====== PROVIDED INFORMATION
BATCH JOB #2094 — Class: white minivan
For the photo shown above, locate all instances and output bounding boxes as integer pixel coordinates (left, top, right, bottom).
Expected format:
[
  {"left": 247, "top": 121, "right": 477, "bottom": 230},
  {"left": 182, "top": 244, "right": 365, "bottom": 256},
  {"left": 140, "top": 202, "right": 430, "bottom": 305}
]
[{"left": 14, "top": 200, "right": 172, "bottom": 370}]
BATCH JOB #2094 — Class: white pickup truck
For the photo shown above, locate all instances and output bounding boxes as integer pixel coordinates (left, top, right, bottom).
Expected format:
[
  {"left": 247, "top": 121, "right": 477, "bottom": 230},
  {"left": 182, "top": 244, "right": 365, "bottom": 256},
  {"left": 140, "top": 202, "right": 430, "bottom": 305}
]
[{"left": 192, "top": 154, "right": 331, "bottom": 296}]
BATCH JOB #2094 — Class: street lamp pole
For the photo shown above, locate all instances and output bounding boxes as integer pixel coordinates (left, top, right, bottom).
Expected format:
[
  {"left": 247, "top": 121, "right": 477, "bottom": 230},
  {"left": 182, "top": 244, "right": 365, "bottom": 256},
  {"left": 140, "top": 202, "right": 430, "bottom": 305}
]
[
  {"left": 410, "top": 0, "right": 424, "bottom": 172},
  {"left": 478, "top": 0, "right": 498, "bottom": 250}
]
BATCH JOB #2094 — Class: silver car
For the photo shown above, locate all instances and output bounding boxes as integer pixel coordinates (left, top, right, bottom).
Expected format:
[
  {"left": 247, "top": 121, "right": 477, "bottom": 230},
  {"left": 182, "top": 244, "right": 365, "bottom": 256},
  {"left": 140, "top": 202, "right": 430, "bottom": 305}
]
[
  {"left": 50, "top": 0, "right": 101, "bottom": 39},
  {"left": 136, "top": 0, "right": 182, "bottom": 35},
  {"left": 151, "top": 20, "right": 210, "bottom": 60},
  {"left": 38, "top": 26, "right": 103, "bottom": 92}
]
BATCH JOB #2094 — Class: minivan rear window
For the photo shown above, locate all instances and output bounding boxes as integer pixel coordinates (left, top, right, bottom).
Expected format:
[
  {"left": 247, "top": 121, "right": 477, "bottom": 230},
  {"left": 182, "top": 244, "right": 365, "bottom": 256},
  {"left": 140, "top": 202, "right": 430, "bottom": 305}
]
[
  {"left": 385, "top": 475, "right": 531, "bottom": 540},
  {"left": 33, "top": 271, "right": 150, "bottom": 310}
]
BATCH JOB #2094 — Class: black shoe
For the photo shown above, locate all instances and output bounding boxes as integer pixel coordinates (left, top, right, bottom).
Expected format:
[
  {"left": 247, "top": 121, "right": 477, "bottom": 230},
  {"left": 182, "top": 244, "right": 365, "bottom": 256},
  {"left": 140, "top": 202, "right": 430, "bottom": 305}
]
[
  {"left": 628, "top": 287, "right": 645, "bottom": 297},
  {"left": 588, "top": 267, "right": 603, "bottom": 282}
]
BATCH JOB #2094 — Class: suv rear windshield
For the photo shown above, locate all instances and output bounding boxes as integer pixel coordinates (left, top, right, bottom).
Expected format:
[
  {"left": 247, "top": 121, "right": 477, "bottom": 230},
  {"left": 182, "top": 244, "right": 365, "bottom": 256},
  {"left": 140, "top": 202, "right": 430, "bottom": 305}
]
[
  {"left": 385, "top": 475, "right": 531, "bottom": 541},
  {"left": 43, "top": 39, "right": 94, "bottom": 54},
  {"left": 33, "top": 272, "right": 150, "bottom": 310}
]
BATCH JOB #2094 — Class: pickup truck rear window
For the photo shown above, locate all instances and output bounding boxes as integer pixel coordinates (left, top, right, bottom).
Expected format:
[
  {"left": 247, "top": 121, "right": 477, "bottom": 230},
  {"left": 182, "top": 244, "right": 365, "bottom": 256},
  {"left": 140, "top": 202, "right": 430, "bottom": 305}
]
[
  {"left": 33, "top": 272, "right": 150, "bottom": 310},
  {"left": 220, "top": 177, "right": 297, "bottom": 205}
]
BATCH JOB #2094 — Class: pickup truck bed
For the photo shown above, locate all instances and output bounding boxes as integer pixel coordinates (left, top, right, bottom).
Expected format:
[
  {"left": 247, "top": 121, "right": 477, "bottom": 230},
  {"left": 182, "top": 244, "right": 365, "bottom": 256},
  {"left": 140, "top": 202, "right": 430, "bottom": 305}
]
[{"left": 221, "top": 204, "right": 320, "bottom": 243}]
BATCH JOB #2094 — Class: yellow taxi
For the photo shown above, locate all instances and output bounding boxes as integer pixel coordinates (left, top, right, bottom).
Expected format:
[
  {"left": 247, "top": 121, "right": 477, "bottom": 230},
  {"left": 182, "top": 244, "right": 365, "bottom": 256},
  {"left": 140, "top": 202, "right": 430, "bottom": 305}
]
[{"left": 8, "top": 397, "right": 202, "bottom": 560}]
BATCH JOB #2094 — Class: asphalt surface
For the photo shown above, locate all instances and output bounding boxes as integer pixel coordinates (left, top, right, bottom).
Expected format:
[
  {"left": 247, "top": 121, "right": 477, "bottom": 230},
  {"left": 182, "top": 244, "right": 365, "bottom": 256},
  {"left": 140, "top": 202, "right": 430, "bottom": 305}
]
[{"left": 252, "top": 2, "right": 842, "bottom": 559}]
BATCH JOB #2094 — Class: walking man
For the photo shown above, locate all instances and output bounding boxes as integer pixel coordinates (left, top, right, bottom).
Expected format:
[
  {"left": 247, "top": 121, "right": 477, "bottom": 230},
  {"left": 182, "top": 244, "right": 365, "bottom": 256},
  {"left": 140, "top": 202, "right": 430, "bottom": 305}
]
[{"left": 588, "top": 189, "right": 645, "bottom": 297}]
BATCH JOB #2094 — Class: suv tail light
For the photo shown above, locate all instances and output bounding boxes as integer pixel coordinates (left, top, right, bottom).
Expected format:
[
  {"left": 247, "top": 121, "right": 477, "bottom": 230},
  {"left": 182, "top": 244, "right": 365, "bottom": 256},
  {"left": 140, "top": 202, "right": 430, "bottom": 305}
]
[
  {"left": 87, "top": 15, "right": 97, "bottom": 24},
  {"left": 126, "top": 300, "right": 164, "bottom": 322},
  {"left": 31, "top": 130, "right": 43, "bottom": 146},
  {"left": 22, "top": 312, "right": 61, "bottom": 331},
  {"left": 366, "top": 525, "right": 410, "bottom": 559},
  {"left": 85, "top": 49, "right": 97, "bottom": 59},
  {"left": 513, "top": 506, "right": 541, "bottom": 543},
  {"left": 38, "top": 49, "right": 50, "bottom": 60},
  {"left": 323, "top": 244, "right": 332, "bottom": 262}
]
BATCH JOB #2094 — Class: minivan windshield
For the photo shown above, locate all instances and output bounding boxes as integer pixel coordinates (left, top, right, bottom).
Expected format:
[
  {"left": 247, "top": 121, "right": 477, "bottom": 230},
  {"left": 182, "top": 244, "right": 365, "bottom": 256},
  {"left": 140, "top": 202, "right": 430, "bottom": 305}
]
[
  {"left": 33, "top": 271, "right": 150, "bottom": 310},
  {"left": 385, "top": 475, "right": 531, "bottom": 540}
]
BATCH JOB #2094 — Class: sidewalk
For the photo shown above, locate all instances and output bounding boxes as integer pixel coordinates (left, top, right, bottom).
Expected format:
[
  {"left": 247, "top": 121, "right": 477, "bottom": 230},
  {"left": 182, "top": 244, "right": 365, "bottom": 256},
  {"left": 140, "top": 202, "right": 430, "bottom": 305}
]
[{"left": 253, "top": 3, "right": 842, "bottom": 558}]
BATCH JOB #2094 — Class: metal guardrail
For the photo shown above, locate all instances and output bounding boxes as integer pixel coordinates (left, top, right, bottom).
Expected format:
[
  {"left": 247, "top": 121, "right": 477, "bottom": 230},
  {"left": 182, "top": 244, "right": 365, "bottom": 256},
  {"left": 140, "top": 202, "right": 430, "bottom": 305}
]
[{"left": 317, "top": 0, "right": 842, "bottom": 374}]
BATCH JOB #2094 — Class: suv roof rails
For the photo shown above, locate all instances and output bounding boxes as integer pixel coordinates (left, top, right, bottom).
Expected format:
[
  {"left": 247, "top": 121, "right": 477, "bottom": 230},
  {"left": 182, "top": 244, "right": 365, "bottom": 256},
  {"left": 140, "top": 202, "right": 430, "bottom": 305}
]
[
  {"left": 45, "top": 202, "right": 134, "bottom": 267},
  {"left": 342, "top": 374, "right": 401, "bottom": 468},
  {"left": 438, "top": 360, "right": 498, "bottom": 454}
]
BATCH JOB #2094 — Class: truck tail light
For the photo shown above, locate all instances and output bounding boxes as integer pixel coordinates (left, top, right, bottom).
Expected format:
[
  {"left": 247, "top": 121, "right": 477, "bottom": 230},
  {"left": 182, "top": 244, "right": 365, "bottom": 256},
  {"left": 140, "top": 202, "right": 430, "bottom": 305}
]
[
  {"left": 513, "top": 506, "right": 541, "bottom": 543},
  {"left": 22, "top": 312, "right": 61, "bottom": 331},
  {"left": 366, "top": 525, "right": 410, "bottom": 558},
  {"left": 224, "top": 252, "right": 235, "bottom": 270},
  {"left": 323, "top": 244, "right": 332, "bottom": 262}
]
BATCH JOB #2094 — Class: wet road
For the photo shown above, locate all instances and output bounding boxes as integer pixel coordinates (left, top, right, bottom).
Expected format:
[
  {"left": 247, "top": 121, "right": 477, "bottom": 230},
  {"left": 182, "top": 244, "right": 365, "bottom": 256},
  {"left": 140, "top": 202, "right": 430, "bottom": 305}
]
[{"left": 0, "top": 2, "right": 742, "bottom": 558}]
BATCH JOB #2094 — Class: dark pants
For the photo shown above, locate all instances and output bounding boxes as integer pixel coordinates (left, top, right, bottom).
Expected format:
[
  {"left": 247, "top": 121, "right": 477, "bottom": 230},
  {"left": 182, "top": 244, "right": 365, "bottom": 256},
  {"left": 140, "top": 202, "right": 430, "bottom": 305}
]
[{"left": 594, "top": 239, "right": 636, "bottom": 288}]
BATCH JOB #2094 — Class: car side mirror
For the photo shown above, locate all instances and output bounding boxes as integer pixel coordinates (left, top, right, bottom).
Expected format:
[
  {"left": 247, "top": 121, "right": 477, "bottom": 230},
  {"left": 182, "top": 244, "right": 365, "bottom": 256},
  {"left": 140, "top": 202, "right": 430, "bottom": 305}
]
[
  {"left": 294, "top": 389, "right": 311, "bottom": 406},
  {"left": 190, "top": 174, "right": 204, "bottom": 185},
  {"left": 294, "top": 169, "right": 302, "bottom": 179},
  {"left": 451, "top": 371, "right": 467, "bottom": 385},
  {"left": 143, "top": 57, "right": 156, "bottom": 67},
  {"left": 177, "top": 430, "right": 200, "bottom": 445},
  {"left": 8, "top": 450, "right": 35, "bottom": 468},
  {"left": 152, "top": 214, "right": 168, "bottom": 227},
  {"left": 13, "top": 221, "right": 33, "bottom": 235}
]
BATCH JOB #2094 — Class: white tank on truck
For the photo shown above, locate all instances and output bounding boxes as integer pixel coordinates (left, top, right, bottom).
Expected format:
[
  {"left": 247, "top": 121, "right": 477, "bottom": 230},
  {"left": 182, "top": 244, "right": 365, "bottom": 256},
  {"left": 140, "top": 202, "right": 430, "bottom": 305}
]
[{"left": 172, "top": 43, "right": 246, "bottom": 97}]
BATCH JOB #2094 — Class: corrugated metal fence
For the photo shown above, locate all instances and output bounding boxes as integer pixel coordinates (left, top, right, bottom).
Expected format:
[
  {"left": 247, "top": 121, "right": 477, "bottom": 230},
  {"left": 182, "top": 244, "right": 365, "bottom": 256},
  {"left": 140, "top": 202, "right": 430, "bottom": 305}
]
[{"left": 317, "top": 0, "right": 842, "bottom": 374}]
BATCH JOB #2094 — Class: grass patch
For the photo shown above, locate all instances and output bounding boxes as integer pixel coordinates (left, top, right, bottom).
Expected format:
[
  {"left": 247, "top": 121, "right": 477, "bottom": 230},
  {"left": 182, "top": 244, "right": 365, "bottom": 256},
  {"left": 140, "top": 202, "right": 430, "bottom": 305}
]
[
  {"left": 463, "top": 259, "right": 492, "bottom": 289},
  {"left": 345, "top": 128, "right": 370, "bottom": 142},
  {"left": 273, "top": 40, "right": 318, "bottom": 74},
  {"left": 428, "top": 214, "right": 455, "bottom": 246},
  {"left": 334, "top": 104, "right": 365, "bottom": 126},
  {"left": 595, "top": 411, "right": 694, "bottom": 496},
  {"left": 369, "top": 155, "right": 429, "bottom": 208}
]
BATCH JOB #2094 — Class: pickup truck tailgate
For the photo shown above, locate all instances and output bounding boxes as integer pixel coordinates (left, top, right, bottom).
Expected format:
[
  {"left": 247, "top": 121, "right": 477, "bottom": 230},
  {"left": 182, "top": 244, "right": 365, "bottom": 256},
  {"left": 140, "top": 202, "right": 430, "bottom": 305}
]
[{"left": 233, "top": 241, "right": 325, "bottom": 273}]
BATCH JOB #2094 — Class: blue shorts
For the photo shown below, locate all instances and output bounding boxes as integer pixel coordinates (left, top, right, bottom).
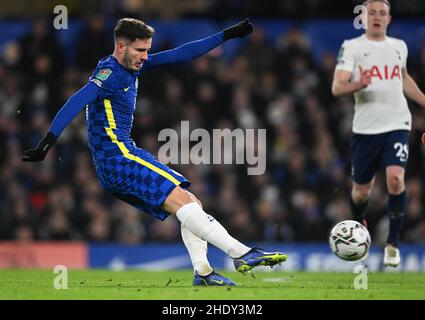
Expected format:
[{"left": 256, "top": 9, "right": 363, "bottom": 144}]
[
  {"left": 351, "top": 130, "right": 409, "bottom": 184},
  {"left": 93, "top": 147, "right": 190, "bottom": 221}
]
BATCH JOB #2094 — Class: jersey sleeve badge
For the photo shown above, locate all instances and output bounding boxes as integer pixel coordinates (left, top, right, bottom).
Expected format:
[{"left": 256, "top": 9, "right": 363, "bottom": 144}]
[{"left": 95, "top": 68, "right": 112, "bottom": 81}]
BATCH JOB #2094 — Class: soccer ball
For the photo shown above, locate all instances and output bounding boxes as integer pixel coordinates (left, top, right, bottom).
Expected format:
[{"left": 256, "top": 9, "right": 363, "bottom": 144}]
[{"left": 329, "top": 220, "right": 371, "bottom": 261}]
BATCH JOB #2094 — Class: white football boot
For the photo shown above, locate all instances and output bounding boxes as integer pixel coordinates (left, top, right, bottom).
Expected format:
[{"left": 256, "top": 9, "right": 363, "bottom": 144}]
[{"left": 383, "top": 244, "right": 400, "bottom": 267}]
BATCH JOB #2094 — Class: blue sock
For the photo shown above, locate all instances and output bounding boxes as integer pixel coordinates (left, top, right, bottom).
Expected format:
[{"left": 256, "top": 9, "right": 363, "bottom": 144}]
[
  {"left": 350, "top": 196, "right": 368, "bottom": 223},
  {"left": 387, "top": 191, "right": 407, "bottom": 247}
]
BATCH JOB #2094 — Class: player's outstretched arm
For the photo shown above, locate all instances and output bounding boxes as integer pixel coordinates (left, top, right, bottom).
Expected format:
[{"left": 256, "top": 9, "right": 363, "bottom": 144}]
[
  {"left": 403, "top": 69, "right": 425, "bottom": 108},
  {"left": 142, "top": 19, "right": 254, "bottom": 70},
  {"left": 22, "top": 83, "right": 98, "bottom": 162}
]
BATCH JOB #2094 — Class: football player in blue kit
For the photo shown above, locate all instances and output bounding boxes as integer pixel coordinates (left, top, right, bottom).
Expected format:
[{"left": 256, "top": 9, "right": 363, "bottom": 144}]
[{"left": 23, "top": 18, "right": 287, "bottom": 285}]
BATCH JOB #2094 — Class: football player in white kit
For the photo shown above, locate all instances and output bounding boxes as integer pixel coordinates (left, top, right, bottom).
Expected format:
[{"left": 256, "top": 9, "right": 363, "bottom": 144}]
[{"left": 332, "top": 0, "right": 425, "bottom": 267}]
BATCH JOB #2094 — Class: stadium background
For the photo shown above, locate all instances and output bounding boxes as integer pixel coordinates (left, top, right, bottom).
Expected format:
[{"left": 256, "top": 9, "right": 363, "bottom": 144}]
[{"left": 0, "top": 0, "right": 424, "bottom": 271}]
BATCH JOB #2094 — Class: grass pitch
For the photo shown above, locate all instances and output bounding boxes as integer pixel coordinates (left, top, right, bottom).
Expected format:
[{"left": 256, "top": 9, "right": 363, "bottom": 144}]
[{"left": 0, "top": 269, "right": 424, "bottom": 300}]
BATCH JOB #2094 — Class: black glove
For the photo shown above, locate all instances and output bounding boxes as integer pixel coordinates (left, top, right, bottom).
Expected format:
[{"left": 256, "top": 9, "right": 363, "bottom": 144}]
[
  {"left": 223, "top": 18, "right": 254, "bottom": 40},
  {"left": 22, "top": 132, "right": 57, "bottom": 162}
]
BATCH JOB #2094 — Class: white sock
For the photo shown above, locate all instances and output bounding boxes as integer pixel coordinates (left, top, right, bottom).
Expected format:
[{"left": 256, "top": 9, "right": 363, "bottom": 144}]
[
  {"left": 181, "top": 225, "right": 213, "bottom": 276},
  {"left": 176, "top": 202, "right": 251, "bottom": 258}
]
============
* **TASK DETAILS**
Read through the entries above and copy each line that has the string "windshield" in it.

* **ANSWER SECTION**
BATCH JOB #2094 — Class: suv rear windshield
BATCH JOB #2094 — Class: minivan windshield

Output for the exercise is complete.